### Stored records

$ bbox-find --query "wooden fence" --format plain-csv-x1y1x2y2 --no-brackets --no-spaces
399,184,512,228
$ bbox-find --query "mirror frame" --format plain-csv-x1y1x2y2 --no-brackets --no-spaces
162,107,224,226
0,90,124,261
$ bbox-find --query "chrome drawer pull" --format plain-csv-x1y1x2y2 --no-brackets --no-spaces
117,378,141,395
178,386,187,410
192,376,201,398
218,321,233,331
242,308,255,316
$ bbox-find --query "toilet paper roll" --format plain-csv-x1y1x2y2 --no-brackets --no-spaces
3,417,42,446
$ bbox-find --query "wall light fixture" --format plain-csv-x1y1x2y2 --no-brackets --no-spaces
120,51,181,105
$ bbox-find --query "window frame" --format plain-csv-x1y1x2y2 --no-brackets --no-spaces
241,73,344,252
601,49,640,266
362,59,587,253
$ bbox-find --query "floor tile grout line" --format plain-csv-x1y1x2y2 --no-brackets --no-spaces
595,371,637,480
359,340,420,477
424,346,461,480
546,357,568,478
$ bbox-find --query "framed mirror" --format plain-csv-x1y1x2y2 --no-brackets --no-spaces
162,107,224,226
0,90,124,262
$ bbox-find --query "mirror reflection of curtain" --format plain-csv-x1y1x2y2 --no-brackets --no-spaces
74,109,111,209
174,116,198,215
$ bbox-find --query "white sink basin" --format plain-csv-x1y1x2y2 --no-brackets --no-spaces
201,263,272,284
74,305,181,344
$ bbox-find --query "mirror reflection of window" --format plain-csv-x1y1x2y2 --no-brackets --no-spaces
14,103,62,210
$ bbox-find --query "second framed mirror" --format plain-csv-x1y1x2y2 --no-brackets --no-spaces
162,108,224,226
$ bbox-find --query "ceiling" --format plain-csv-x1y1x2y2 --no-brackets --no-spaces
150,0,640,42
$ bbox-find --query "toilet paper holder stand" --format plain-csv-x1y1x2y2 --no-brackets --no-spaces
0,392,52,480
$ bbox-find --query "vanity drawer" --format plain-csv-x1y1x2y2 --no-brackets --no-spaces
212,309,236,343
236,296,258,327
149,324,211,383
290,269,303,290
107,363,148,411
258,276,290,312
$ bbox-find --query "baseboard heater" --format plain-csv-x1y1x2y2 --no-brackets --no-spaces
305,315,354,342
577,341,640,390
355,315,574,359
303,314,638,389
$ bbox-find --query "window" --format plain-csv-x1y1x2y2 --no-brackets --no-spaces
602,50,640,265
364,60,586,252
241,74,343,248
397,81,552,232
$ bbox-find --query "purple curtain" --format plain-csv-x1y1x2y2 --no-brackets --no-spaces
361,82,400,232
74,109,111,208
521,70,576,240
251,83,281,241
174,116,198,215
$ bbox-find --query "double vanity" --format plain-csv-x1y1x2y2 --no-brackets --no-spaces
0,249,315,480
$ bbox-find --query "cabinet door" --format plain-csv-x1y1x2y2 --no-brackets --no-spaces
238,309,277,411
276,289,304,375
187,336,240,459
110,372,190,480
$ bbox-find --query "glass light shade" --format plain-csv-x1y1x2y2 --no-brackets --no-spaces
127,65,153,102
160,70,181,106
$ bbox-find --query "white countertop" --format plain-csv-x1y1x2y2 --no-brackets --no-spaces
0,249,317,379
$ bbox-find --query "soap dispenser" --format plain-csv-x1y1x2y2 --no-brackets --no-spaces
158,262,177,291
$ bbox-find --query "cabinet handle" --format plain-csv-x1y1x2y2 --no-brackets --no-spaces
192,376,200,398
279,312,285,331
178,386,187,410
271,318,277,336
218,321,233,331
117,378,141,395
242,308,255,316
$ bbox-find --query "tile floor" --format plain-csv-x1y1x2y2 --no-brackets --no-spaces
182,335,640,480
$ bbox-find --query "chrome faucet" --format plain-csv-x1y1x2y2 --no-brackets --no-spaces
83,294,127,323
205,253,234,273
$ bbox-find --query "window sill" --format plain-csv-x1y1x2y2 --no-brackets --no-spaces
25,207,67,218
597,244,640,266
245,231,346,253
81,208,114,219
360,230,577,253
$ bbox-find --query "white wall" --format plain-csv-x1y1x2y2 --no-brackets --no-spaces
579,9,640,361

### Task item
Every entry is to be restated exactly, with no line dropped.

### Final answer
$ bbox-find --query "wooden fence" --format plain-csv-x1y1x2y2 --no-brackets --no-spaces
399,184,512,228
$ bbox-find --query "mirror frame" --format plain-csv-x1y1x2y2 --no-brackets --no-spaces
162,107,224,226
0,90,124,261
$ bbox-find --query "chrome drawer pull" --format plain-csv-x1y1x2y2 --no-brackets --no-spaces
117,378,141,395
178,386,187,410
192,376,201,398
218,321,233,331
242,308,255,316
$ bbox-find --query "toilet paper roll" --format plain-csv-x1y1x2y2 --no-brackets --no-spaces
3,417,42,446
$ bbox-find --query "wall light fixture" --format plain-csv-x1y1x2y2 --no-brackets --no-spaces
120,51,181,105
$ bbox-find --query "window frame" --format plain-csv-x1y1x2y2 --no-brackets --no-spaces
241,73,344,252
601,49,640,266
362,59,587,253
$ bbox-find --query "floor tile grout line" --format plain-csv-x1y1x2y2 --no-brackets --no-spaces
595,371,637,480
359,340,420,477
424,346,461,480
546,357,568,478
$ bbox-find --query "framed mirror" --format plain-csv-x1y1x2y2 --no-brackets --no-spaces
162,107,224,226
0,90,124,262
$ bbox-find --query "mirror reflection of curtain" --format plain-csv-x1y1x2y2 --no-brackets --no-spaces
74,109,111,209
174,116,198,215
$ bbox-find --query "white sink basin" --format plain-csv-x1y1x2y2 --no-brackets --no-spaces
201,263,272,284
74,305,181,344
$ bbox-find --query "mirror reflection of window" --format plain-csv-x1y1x2y2 --no-brackets --no-spaces
14,103,62,210
$ bbox-find --query "second framed mirror" --format plain-csv-x1y1x2y2 --no-brackets --no-spaces
162,108,224,226
$ bbox-find --query "ceiling" --format plain-csv-x1y1x2y2 --no-brackets --no-spaces
150,0,640,42
$ bbox-find --query "toilet paper holder stand" --format plain-csv-x1y1x2y2 --no-brackets --no-spaces
0,392,52,480
$ bbox-find --query "vanity drawer" --format plain-csv-x1y1x2y2 --no-brackets --no-spaces
212,309,236,343
236,296,258,327
149,324,211,383
290,269,303,290
107,363,148,411
258,276,290,312
$ bbox-find --query "baseboard heater" --format plain-csv-x1y1x2y2 --no-brackets --no-spaces
305,315,354,342
577,341,640,390
355,315,574,359
303,314,638,389
$ bbox-find --query "window" --format plain-csv-x1y1x2y2 --no-brackets --no-spaces
602,50,640,265
364,60,586,252
241,74,343,248
397,81,552,232
$ bbox-find --query "purple curtain" --format plain-csv-x1y1x2y2 --no-brackets --no-spaces
361,82,400,232
74,109,111,208
521,70,576,240
251,83,281,241
174,116,198,215
$ bbox-find --query "double vanity" --format plain-csv-x1y1x2y2 --no-brackets --no-spaces
0,249,315,480
$ bbox-find --query "cabinet door" --format plain-csv-x1y1x2y2 --no-brackets --no-spaces
238,309,277,411
276,289,304,375
187,336,240,459
110,372,190,480
$ bbox-find --query "glass light shade" --format plain-csv-x1y1x2y2 --no-brackets --no-spaces
127,65,153,102
160,70,181,106
$ bbox-find --query "white countertop" --format plain-csv-x1y1x2y2 --no-brackets --no-spaces
0,249,317,379
$ bbox-find --query "soap dispenser" --format plain-csv-x1y1x2y2 --no-brackets --no-spaces
158,262,177,291
$ bbox-find --query "cabinet handle" --format plain-csv-x1y1x2y2 --no-brackets --no-spaces
192,376,200,398
279,312,285,331
178,386,187,410
271,318,277,336
218,321,233,331
117,378,141,395
242,308,255,316
$ bbox-find --query "tile floor" --format plain-csv-x1y1x2y2 --no-brackets --no-spaces
182,335,640,480
$ bbox-find --query "chrome faucet" --format plain-csv-x1y1x2y2 --no-brackets --no-spaces
83,294,127,323
205,253,234,273
$ bbox-find --query "window sill" --format plain-csv-x1y1x2y2 --no-brackets --no-spaces
25,207,67,218
597,244,640,266
245,231,346,253
81,208,114,219
360,230,577,253
$ bbox-find --query "white wall" --format plain-csv-x1y1x2y2 --no-brackets --no-spaces
579,9,640,361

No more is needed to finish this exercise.